Point-per-instance localization data:
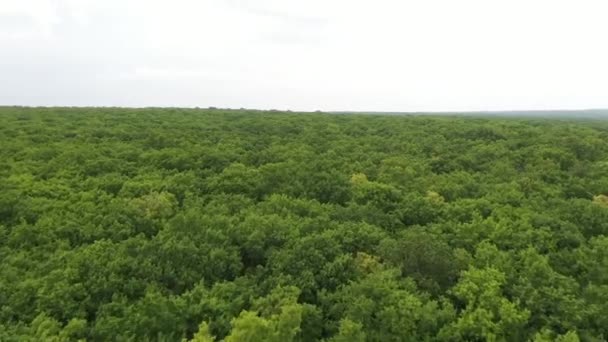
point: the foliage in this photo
(222, 225)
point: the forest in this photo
(171, 224)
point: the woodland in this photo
(175, 224)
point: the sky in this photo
(380, 55)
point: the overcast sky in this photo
(422, 55)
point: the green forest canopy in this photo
(209, 225)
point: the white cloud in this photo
(333, 55)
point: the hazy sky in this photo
(306, 54)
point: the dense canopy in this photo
(210, 225)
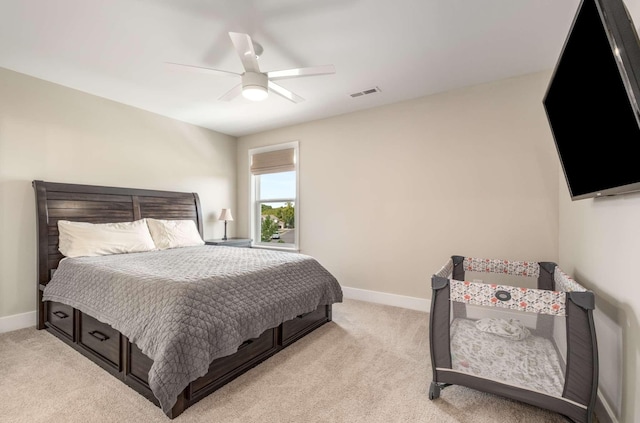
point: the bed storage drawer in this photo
(139, 364)
(100, 338)
(294, 328)
(60, 316)
(250, 353)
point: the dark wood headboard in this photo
(98, 204)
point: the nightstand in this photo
(231, 242)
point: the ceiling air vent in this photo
(365, 92)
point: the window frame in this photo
(255, 200)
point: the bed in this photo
(489, 331)
(176, 324)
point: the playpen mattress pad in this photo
(531, 363)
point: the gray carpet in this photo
(371, 364)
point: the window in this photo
(274, 203)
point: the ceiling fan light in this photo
(254, 92)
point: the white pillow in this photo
(174, 233)
(511, 328)
(79, 239)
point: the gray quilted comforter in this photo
(185, 307)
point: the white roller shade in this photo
(273, 161)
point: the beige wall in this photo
(600, 246)
(57, 134)
(388, 194)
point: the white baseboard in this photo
(412, 303)
(603, 410)
(17, 321)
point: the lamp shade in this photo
(254, 86)
(225, 214)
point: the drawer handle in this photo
(245, 344)
(61, 314)
(98, 335)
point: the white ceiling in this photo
(408, 48)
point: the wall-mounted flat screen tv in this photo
(592, 102)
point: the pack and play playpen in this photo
(489, 331)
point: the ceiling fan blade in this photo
(232, 93)
(201, 69)
(283, 92)
(244, 47)
(295, 73)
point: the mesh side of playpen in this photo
(508, 323)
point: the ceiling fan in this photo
(256, 84)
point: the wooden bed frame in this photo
(100, 342)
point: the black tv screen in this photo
(592, 102)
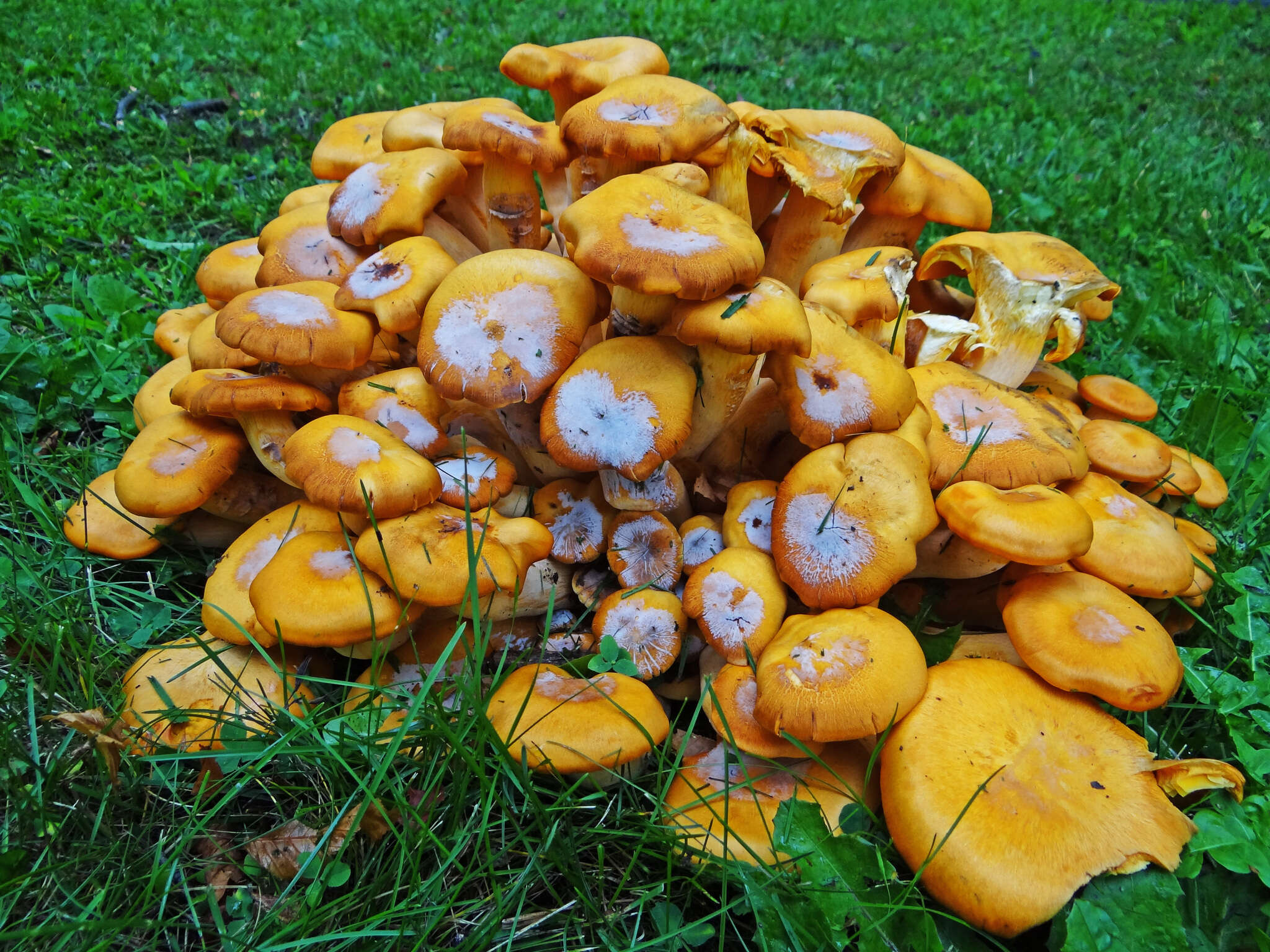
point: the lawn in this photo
(1135, 131)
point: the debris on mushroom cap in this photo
(1011, 855)
(848, 519)
(982, 431)
(568, 725)
(1033, 524)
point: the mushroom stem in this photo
(512, 202)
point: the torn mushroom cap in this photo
(761, 318)
(625, 404)
(747, 521)
(556, 723)
(1082, 633)
(228, 611)
(1025, 284)
(186, 694)
(838, 676)
(298, 247)
(1118, 398)
(352, 465)
(738, 602)
(644, 234)
(647, 622)
(401, 402)
(298, 325)
(393, 195)
(425, 555)
(646, 550)
(313, 592)
(397, 283)
(349, 144)
(848, 519)
(1124, 451)
(97, 522)
(1032, 524)
(175, 464)
(505, 325)
(986, 432)
(1010, 856)
(1135, 546)
(849, 384)
(578, 518)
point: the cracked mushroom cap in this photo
(647, 235)
(313, 592)
(393, 195)
(425, 553)
(349, 144)
(1029, 524)
(849, 385)
(183, 695)
(505, 325)
(397, 283)
(838, 676)
(556, 723)
(298, 325)
(761, 318)
(1135, 546)
(738, 602)
(1016, 439)
(1068, 794)
(175, 464)
(848, 521)
(338, 459)
(625, 404)
(1082, 633)
(97, 522)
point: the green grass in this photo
(1134, 131)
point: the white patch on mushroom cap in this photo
(351, 448)
(966, 414)
(291, 309)
(730, 612)
(601, 426)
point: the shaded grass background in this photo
(1134, 131)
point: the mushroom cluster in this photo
(706, 408)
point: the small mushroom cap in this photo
(313, 592)
(553, 721)
(187, 692)
(644, 234)
(838, 676)
(769, 319)
(229, 271)
(175, 464)
(97, 522)
(403, 403)
(1016, 439)
(338, 459)
(1124, 451)
(298, 325)
(1067, 795)
(848, 519)
(393, 195)
(625, 404)
(1032, 524)
(425, 555)
(849, 384)
(349, 144)
(1135, 546)
(1082, 633)
(505, 325)
(397, 283)
(738, 602)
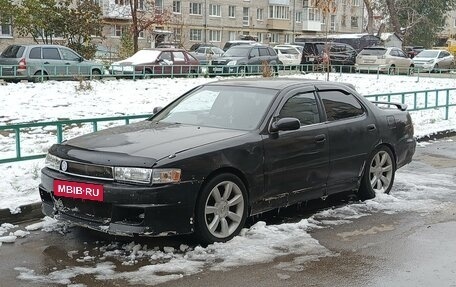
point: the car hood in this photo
(423, 59)
(151, 140)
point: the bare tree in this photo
(370, 17)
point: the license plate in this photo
(78, 190)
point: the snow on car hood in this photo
(151, 140)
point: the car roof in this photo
(274, 83)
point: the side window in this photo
(35, 53)
(264, 52)
(339, 105)
(69, 55)
(51, 54)
(303, 107)
(179, 57)
(254, 52)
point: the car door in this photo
(352, 136)
(74, 64)
(52, 62)
(296, 162)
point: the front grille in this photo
(85, 209)
(89, 170)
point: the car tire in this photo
(96, 74)
(378, 174)
(221, 209)
(40, 76)
(242, 71)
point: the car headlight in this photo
(166, 175)
(52, 162)
(133, 174)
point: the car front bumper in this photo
(126, 210)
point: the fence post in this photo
(18, 142)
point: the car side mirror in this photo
(285, 124)
(156, 110)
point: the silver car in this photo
(433, 61)
(44, 62)
(389, 60)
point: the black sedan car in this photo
(224, 151)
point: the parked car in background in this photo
(245, 60)
(288, 55)
(198, 45)
(205, 54)
(389, 60)
(43, 62)
(412, 51)
(433, 60)
(225, 151)
(230, 44)
(157, 62)
(340, 55)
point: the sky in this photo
(28, 102)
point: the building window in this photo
(214, 10)
(196, 9)
(245, 16)
(354, 22)
(177, 7)
(196, 34)
(232, 11)
(215, 36)
(274, 38)
(260, 13)
(298, 17)
(279, 12)
(231, 35)
(6, 28)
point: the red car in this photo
(147, 63)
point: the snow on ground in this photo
(53, 100)
(261, 243)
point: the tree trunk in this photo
(370, 17)
(394, 19)
(134, 26)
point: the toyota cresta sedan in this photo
(224, 151)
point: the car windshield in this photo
(13, 51)
(238, 51)
(373, 52)
(143, 56)
(288, 51)
(221, 107)
(428, 54)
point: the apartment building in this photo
(218, 21)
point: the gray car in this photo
(245, 60)
(44, 62)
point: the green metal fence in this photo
(417, 100)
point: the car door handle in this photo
(371, 127)
(320, 139)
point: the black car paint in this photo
(329, 156)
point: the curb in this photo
(28, 212)
(33, 211)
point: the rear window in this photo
(373, 52)
(13, 51)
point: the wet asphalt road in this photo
(402, 249)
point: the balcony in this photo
(278, 24)
(309, 25)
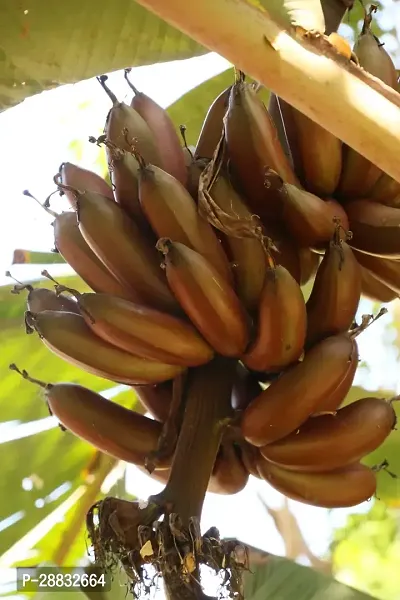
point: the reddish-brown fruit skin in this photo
(40, 299)
(111, 428)
(207, 299)
(310, 220)
(335, 398)
(144, 331)
(125, 127)
(82, 179)
(250, 457)
(336, 293)
(213, 125)
(123, 247)
(78, 254)
(309, 262)
(320, 152)
(375, 228)
(124, 175)
(330, 442)
(156, 399)
(292, 398)
(254, 147)
(338, 212)
(163, 130)
(336, 489)
(172, 213)
(68, 336)
(386, 191)
(245, 388)
(386, 271)
(373, 289)
(281, 325)
(247, 254)
(287, 252)
(229, 475)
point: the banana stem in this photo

# [Your assignment]
What is needed is an exact copy of every entry, with the pictures removed.

# [Answer to this task]
point: the foliage in this photo
(222, 225)
point: the forest in this photo
(171, 224)
point: the woodland in this photo
(175, 224)
point: the sky in this photo
(380, 55)
point: the overcast sky in this photo
(422, 55)
point: the green forest canopy in this photo
(209, 225)
point: the white cloud in this photo
(333, 55)
point: the hazy sky in this photo
(306, 54)
point: the dense canopy in this photo
(210, 225)
point: the bed storage drawer in this photo
(139, 364)
(100, 338)
(294, 328)
(60, 316)
(250, 353)
point: the dark wood headboard in this photo
(98, 204)
point: the nightstand in this photo
(231, 242)
point: the ceiling air vent in this photo
(365, 92)
point: the window frame in this photo
(255, 200)
point: the bed in this photo
(489, 331)
(176, 324)
point: the playpen mattress pad in this photo
(531, 363)
point: the gray carpet in this photo
(371, 364)
point: the window in this photo
(274, 203)
point: the ceiling fan light in this photo
(254, 92)
point: the white pillow in this photo
(174, 233)
(511, 328)
(79, 239)
point: the gray quilted comforter in this photo
(185, 307)
point: the white roller shade in this photo
(273, 161)
point: the beige wall in this photo
(600, 246)
(57, 134)
(388, 194)
point: the white baseboard in this photo
(412, 303)
(603, 410)
(17, 321)
point: the lamp shade in this photo
(254, 86)
(225, 214)
point: the drawer handle in this photo
(245, 344)
(61, 314)
(98, 335)
point: the white ceiling in this photo
(408, 48)
point: the wall-mounted flat screen tv in this photo
(592, 102)
point: the pack and play playpen in this photo
(489, 331)
point: the ceiling fan blade in this photo
(232, 93)
(201, 69)
(283, 92)
(244, 47)
(295, 73)
point: the mesh side of playpen in this photo
(508, 323)
point: the ceiling fan in this photo
(256, 84)
point: the wooden bed frame in this photo
(100, 342)
point: the black tv screen in this photo
(592, 102)
point: the lawn in this photo
(1135, 131)
point: the debris on mushroom cap in this photo
(1011, 855)
(848, 519)
(982, 431)
(568, 725)
(1033, 524)
point: the mushroom stem in this photo
(512, 202)
point: the torn mushroom cap in this photo
(761, 318)
(625, 404)
(747, 521)
(556, 723)
(1082, 633)
(228, 611)
(1025, 284)
(186, 694)
(838, 676)
(298, 247)
(1118, 398)
(352, 465)
(738, 602)
(644, 234)
(647, 622)
(401, 402)
(298, 325)
(393, 195)
(425, 555)
(646, 550)
(313, 592)
(397, 283)
(349, 144)
(848, 519)
(1124, 451)
(97, 522)
(1032, 524)
(175, 464)
(505, 325)
(986, 432)
(1010, 856)
(1135, 546)
(849, 384)
(578, 518)
point: the cracked mushroom cap in this photo
(647, 235)
(313, 592)
(393, 195)
(425, 553)
(349, 144)
(1029, 524)
(849, 385)
(183, 695)
(505, 325)
(397, 283)
(838, 676)
(556, 723)
(298, 325)
(761, 318)
(1135, 546)
(738, 602)
(1016, 439)
(1068, 794)
(175, 464)
(848, 521)
(338, 459)
(625, 404)
(1082, 633)
(97, 522)
point: the green grass in this photo
(1134, 131)
point: the white patch on mushroom cap in this photo
(351, 448)
(966, 414)
(291, 309)
(730, 612)
(601, 426)
point: the shaded grass background in this photo
(1134, 131)
point: the mushroom cluster in this photo
(706, 408)
point: the small mushroom cap in this photo
(313, 592)
(553, 721)
(187, 692)
(644, 234)
(838, 676)
(769, 319)
(229, 271)
(175, 464)
(97, 522)
(403, 403)
(1016, 439)
(338, 459)
(1124, 451)
(298, 325)
(1067, 795)
(848, 519)
(393, 195)
(625, 404)
(1032, 524)
(425, 555)
(849, 384)
(349, 144)
(1135, 546)
(1082, 633)
(505, 325)
(397, 283)
(738, 602)
point: the car hood in this photo
(423, 59)
(151, 140)
point: the bare tree in this photo
(370, 17)
point: the license plate in this photo
(78, 190)
point: the snow on car hood in this photo
(151, 140)
point: the car roof in this photo
(274, 83)
point: the side window in this photo
(35, 53)
(264, 52)
(339, 105)
(69, 55)
(51, 54)
(303, 107)
(179, 57)
(254, 52)
point: the car door in this photo
(352, 136)
(74, 64)
(52, 62)
(296, 162)
point: the front grille in this photo
(85, 209)
(89, 170)
point: the car tire in this photo
(96, 74)
(378, 174)
(221, 209)
(40, 76)
(242, 71)
point: the car headlight in this photo
(166, 175)
(52, 162)
(133, 174)
point: the car front bumper in this photo
(126, 210)
point: the fence post in this photo
(18, 142)
point: the car side mirror in this photo
(285, 124)
(156, 110)
point: the silver car in this photo
(433, 61)
(44, 62)
(389, 60)
point: the black sedan car in this photo
(224, 151)
point: the parked car in background in this photo
(245, 60)
(288, 55)
(198, 45)
(205, 54)
(389, 60)
(43, 62)
(412, 51)
(433, 60)
(225, 151)
(230, 44)
(157, 62)
(340, 55)
point: the sky in this photo
(28, 102)
point: the building window in this photo
(214, 10)
(196, 9)
(245, 16)
(354, 22)
(177, 7)
(196, 34)
(232, 11)
(215, 36)
(274, 38)
(260, 13)
(298, 17)
(279, 12)
(231, 35)
(6, 28)
point: the red car in this photo
(147, 63)
point: the snow on ground in this photo
(53, 100)
(261, 243)
point: the tree trunk in this photo
(370, 17)
(394, 19)
(134, 26)
point: the toyota cresta sedan in this photo
(224, 151)
point: the car windshield in this photo
(13, 51)
(238, 51)
(373, 52)
(143, 56)
(288, 51)
(221, 107)
(428, 54)
point: the apartment building in this photo
(218, 21)
point: the gray car in this photo
(245, 60)
(44, 62)
point: the green metal fence in this photo
(417, 100)
point: the car door handle in this photo
(371, 127)
(320, 139)
point: the black car paint in this photo
(329, 156)
point: the curb in this photo
(28, 212)
(33, 211)
point: the rear window in this photo
(373, 52)
(13, 51)
point: the wet asphalt road in this photo
(402, 249)
point: the balcony in this photo
(278, 24)
(309, 25)
point: the reddish-brown fruit skin in this photo
(40, 299)
(111, 428)
(207, 299)
(310, 220)
(335, 398)
(144, 331)
(125, 127)
(82, 179)
(250, 457)
(336, 293)
(213, 125)
(123, 247)
(78, 254)
(309, 262)
(320, 152)
(375, 228)
(124, 175)
(330, 442)
(156, 399)
(292, 398)
(254, 147)
(338, 212)
(163, 130)
(336, 489)
(172, 213)
(68, 336)
(386, 191)
(245, 388)
(386, 271)
(373, 289)
(281, 325)
(247, 254)
(287, 252)
(229, 475)
point: the banana stem in this photo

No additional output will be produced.